§ **SET PROBLEM**
Recast the records below as a Markdown table with the columns Row and Line. Number each non-blank line in order and omit blank lines.

§ **PROVIDED INFORMATION**
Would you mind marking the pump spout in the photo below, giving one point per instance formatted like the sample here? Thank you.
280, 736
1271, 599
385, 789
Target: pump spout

§ **ANSWER FOR THIS EXERCISE**
| Row | Line |
|---|---|
| 1 | Would you mind marking the pump spout in the photo below, giving one point per instance formatted like the sample here? Thank you. |
| 2 | 280, 736 |
| 3 | 1271, 599 |
| 4 | 385, 789 |
| 5 | Target: pump spout |